Review first published by Film4.

Synopsis: For his feature debut, long-time animator David Soren directs this animated tale of a snail unwilling to fail.

Review: “Why is this confusing?” asks stay-at-home, literally spineless snail Chet (voiced inimitably by Paul Giamatti). “I am not a girl!”

Of course, identity confusion abounds in Turbo, the latest 3D animated eye feast from Dreamworks. Snails don’t really have names, let alone nicknames – ‘Turbo’ being the nickname of Chet’s spirited brother Theo (Ryan Reynolds). Snails do not normally watch television, or use tools, or understand human speech, or know how to spell, or, inspired by their favourite human motor-racing champion, dream of speed – and they certainly do not, like Theo, acquire powers of racecar-beating rapidity after being accidentally super-injected with nitrous oxide. Yet none of this matters – not only because Turbo is aimed at children, or because animation has traditionally been a safe haven for the pathetic fallacy, but also because Turbo is a film about transcending nature, going beyond limits, and being better than the best you can be.

——

**Task statement**:
Answer these from the Turbo review above:
(a) Who directs the film?
(b) Who voices Chet?
(c) Which character has the nickname 'Turbo'?

**Collected material**:

——

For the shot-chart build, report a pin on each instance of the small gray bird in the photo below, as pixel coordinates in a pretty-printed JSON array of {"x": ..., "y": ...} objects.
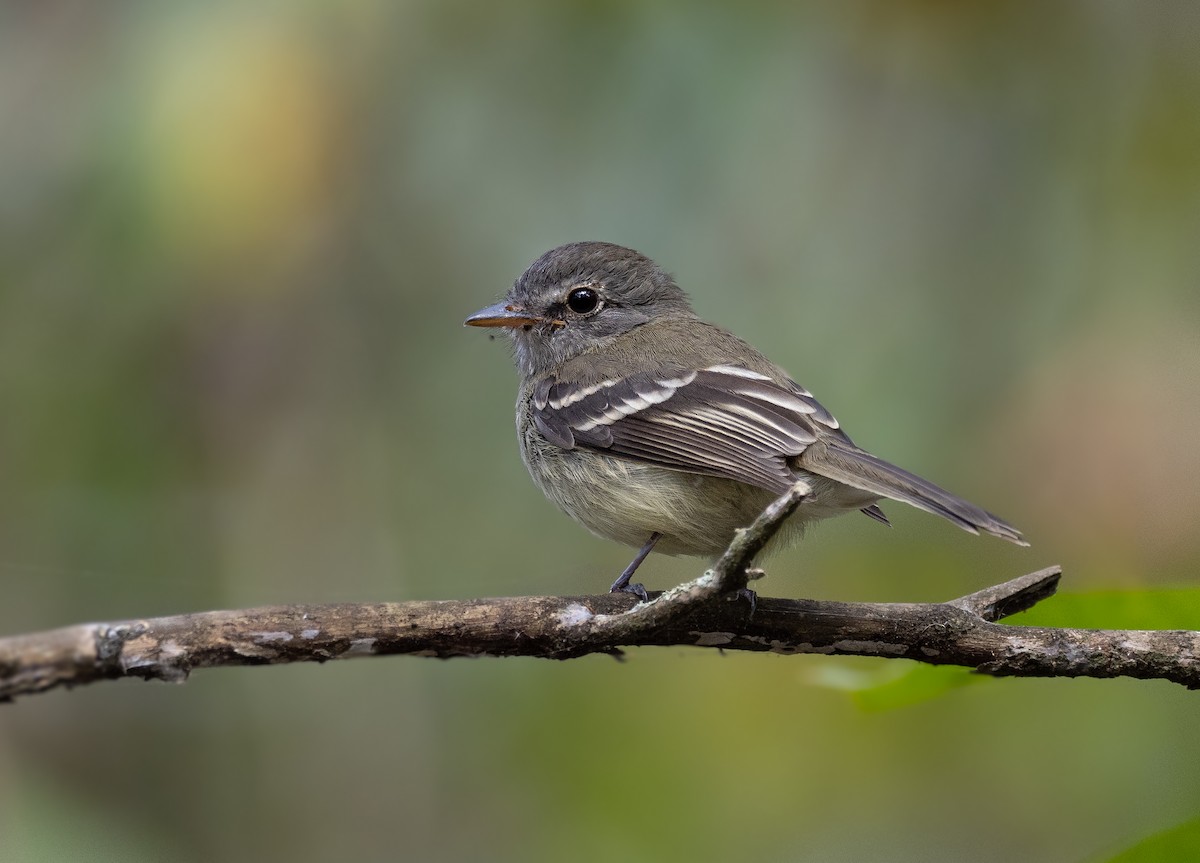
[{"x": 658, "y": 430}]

——

**Task solution**:
(a) David Soren
(b) Paul Giamatti
(c) Theo, Chet's brother